INPUT DATA:

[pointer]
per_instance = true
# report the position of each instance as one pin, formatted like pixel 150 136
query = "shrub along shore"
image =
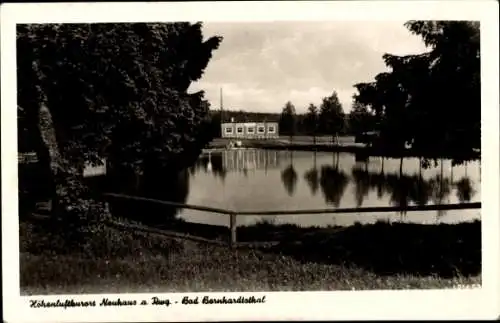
pixel 370 256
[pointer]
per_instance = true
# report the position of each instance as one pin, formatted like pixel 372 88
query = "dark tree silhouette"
pixel 79 103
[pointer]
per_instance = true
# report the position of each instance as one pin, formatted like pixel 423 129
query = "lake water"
pixel 249 180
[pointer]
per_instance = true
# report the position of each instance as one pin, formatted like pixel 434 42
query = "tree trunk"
pixel 401 167
pixel 71 201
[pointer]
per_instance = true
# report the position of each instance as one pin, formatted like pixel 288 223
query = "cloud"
pixel 261 66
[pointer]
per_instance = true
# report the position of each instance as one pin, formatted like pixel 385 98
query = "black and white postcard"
pixel 221 161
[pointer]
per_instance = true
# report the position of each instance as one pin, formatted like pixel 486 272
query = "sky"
pixel 262 65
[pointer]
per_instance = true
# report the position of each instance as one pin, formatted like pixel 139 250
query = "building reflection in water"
pixel 240 160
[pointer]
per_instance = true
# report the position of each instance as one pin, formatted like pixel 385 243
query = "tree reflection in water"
pixel 465 191
pixel 406 189
pixel 154 187
pixel 289 177
pixel 333 182
pixel 312 177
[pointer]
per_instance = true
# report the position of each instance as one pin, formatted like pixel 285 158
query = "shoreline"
pixel 376 256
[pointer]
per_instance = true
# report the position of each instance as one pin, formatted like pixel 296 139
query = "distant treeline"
pixel 302 127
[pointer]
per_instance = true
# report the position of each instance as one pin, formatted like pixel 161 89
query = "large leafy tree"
pixel 431 100
pixel 115 91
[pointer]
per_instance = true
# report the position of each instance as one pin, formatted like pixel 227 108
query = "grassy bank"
pixel 130 261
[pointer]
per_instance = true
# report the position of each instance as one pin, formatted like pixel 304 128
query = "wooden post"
pixel 232 226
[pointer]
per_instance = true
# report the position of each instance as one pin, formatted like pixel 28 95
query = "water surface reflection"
pixel 285 180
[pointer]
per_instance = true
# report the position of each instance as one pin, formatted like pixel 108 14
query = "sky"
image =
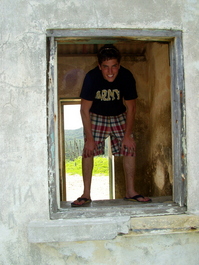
pixel 72 118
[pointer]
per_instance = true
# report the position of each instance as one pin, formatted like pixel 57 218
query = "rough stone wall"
pixel 23 140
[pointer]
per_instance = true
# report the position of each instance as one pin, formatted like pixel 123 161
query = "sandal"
pixel 86 201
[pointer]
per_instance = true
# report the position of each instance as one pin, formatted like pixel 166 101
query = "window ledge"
pixel 109 228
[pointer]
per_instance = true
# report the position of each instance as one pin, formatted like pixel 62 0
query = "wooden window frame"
pixel 174 38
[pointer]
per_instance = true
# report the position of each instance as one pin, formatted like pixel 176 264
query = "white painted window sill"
pixel 107 228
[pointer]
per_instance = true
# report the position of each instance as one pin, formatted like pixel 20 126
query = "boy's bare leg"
pixel 87 168
pixel 129 170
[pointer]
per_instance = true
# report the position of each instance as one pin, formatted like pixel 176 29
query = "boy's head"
pixel 109 62
pixel 108 52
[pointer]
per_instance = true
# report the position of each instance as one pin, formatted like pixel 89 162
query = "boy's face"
pixel 110 69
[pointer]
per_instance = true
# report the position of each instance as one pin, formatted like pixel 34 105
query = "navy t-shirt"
pixel 107 96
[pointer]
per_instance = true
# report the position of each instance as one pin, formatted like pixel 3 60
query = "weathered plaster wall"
pixel 23 158
pixel 160 148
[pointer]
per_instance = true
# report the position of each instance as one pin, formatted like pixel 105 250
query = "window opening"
pixel 146 40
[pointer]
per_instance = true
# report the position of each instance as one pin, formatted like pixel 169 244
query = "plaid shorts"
pixel 105 126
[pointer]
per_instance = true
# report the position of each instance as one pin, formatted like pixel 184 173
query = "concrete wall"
pixel 23 141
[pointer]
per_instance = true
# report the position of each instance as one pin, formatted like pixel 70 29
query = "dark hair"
pixel 108 52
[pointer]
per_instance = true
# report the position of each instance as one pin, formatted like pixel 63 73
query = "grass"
pixel 101 167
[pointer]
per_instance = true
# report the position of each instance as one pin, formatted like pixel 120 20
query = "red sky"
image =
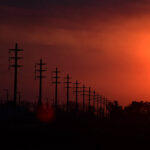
pixel 104 44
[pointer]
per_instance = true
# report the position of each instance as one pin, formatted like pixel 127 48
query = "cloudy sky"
pixel 102 43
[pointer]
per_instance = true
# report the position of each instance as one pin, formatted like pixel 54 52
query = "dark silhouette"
pixel 83 93
pixel 16 65
pixel 68 88
pixel 39 69
pixel 76 92
pixel 56 82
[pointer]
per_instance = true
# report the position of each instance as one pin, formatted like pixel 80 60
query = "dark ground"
pixel 70 132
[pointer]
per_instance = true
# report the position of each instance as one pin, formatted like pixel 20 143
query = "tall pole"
pixel 7 94
pixel 16 65
pixel 39 69
pixel 94 98
pixel 97 106
pixel 68 88
pixel 56 82
pixel 19 97
pixel 83 96
pixel 76 93
pixel 89 98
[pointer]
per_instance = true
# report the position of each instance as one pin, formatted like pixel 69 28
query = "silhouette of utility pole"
pixel 19 97
pixel 104 105
pixel 97 96
pixel 16 65
pixel 7 95
pixel 56 82
pixel 101 107
pixel 83 94
pixel 39 69
pixel 94 98
pixel 68 88
pixel 47 103
pixel 89 95
pixel 76 92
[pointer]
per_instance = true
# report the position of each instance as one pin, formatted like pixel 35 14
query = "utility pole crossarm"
pixel 15 65
pixel 68 87
pixel 56 82
pixel 39 70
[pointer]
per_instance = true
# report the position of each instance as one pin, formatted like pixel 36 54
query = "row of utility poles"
pixel 99 102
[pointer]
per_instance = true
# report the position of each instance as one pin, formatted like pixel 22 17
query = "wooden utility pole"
pixel 15 65
pixel 89 95
pixel 83 95
pixel 94 99
pixel 56 82
pixel 67 82
pixel 39 74
pixel 7 94
pixel 76 92
pixel 97 97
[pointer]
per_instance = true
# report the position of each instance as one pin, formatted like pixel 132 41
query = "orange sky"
pixel 106 46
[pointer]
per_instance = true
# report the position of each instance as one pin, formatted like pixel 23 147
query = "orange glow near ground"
pixel 109 51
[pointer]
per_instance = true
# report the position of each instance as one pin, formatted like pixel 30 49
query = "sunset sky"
pixel 102 43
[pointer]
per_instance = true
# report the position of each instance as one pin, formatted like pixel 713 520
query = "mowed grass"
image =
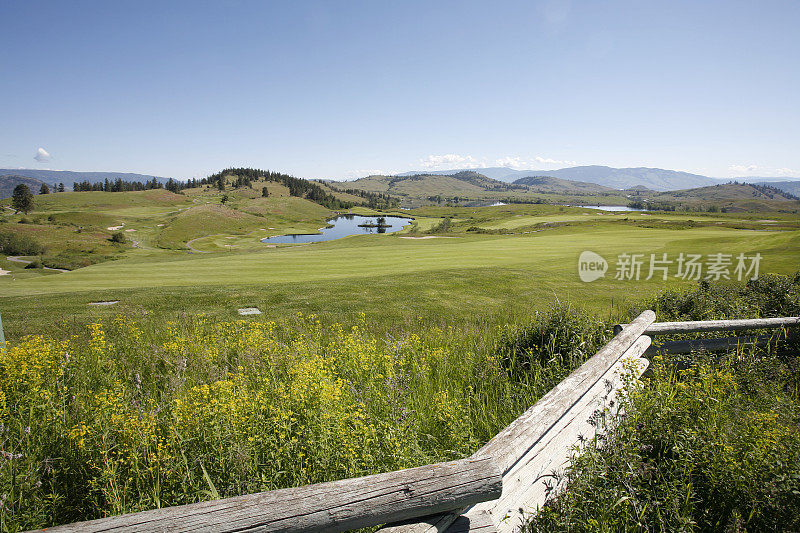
pixel 394 280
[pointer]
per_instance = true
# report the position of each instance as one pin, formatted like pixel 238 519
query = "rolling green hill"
pixel 557 185
pixel 9 181
pixel 729 196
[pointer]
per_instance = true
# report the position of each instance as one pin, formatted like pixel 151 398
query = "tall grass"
pixel 130 415
pixel 711 447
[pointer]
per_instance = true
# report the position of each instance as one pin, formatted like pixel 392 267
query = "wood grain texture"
pixel 664 328
pixel 526 487
pixel 513 446
pixel 335 506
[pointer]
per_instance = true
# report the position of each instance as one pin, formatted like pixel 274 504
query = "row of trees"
pixel 120 185
pixel 302 188
pixel 44 189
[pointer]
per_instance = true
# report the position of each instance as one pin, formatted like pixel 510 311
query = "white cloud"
pixel 42 155
pixel 436 162
pixel 453 161
pixel 786 172
pixel 743 169
pixel 360 173
pixel 756 170
pixel 519 163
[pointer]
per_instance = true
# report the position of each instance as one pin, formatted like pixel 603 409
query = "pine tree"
pixel 22 199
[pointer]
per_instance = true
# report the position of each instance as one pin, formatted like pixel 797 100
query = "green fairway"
pixel 461 277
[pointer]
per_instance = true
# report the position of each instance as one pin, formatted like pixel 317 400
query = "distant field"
pixel 388 277
pixel 471 262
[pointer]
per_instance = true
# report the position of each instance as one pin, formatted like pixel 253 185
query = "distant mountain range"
pixel 68 177
pixel 657 179
pixel 8 182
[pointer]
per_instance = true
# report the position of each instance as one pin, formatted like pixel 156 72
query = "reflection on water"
pixel 343 226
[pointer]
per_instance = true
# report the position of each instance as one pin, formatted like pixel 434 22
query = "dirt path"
pixel 18 259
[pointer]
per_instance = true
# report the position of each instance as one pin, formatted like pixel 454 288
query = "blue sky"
pixel 347 88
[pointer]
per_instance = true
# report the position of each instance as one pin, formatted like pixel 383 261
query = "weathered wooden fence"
pixel 491 491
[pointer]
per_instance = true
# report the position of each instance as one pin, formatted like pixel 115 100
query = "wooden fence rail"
pixel 491 492
pixel 335 506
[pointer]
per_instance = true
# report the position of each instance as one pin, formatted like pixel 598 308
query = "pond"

PROBLEM TO WORK ON: Write out each line of the listing above, exactly, from its first line to the line holding "pixel 28 95", inclusive. Skip the pictures.

EXERCISE RESPONSE:
[pointer]
per_instance = true
# report the position of each instance as one pin, formatted like pixel 150 136
query = "shrub along shore"
image =
pixel 370 256
[pointer]
per_instance = true
# report the position of each instance as one pin, formatted like pixel 372 88
query = "dark tree silhouette"
pixel 79 103
[pointer]
per_instance = true
# report the position of each instance as one pin, formatted like pixel 423 129
query = "lake water"
pixel 249 180
[pointer]
per_instance = true
# report the position of each instance as one pin, formatted like pixel 434 42
query = "tree trunk"
pixel 401 167
pixel 71 201
[pointer]
per_instance = true
# report the position of each instance as one pin, formatted like pixel 288 223
query = "cloud"
pixel 261 66
[pointer]
per_instance = true
# report the position of each instance as one pin, formatted like pixel 385 98
query = "black and white postcard"
pixel 221 161
[pointer]
per_instance = true
# report the position of each instance as one pin, formatted like pixel 486 272
query = "sky"
pixel 262 65
[pointer]
per_instance = true
# report the position of each instance as one pin, formatted like pixel 139 250
query = "building reflection in water"
pixel 240 160
[pointer]
per_instance = true
# report the position of each instance as one pin, formatted like pixel 385 243
query = "tree reflection in water"
pixel 465 191
pixel 406 189
pixel 154 187
pixel 289 177
pixel 333 182
pixel 312 177
[pointer]
per_instance = true
# report the position of each instance as one pin, formatted like pixel 285 158
query = "shoreline"
pixel 376 256
[pointer]
per_instance = true
# report the position of each instance as one pin, formatted like pixel 296 139
query = "distant treeline"
pixel 302 127
[pointer]
per_instance = true
# report the position of each instance as one pin, formatted like pixel 161 89
query = "large leafy tree"
pixel 431 100
pixel 115 91
[pointer]
per_instance = true
# report the position of each instance as one pin, formatted like pixel 227 108
query = "grassy bank"
pixel 130 261
[pointer]
per_instance = true
# report the position of each instance as one pin, formatted like pixel 304 128
query = "wooden post"
pixel 232 226
[pointer]
per_instance = true
# report the position of each instance as one pin, formatted like pixel 28 95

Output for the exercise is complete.